Could you give everything from the line containing "tag the green" down to the end of the records as a numbered list, with blank lines left out?

[Point labeling dataset excerpts]

━━━━━━━━━━━━━━━━━━━━━━━━━━━━━━

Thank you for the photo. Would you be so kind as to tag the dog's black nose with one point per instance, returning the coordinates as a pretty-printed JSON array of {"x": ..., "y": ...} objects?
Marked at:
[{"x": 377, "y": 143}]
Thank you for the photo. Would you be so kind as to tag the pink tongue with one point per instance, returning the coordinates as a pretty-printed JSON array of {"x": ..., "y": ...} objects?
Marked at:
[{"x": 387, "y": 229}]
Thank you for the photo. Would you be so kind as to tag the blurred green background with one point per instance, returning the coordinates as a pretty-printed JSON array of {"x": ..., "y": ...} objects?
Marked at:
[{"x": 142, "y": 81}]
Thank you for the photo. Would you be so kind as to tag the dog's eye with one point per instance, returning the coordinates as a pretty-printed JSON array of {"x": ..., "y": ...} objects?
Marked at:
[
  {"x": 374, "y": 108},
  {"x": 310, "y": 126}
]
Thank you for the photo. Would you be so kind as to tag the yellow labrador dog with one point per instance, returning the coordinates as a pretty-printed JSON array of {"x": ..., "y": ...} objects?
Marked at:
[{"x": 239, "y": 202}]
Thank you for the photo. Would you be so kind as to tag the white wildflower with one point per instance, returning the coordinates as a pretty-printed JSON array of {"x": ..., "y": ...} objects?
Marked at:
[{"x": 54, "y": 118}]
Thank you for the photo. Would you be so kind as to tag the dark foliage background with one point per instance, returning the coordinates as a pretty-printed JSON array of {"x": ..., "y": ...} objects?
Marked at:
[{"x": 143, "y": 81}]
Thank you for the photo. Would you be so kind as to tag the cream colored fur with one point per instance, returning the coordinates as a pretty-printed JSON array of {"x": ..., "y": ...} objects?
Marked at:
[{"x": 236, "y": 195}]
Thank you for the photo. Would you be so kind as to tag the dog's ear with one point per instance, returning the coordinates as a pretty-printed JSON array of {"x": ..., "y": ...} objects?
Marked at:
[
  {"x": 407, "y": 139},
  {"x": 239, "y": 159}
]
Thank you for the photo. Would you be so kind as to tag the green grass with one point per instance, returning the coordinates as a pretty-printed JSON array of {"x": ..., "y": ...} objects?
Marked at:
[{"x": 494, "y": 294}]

━━━━━━━━━━━━━━━━━━━━━━━━━━━━━━

*THE RESPONSE*:
1. Thank you for the photo. Would you be so kind as to tag the green grass with one point per instance, returning the coordinates as a pretty-printed JSON array of {"x": ..., "y": ...} objects?
2. Marked at:
3. [{"x": 494, "y": 294}]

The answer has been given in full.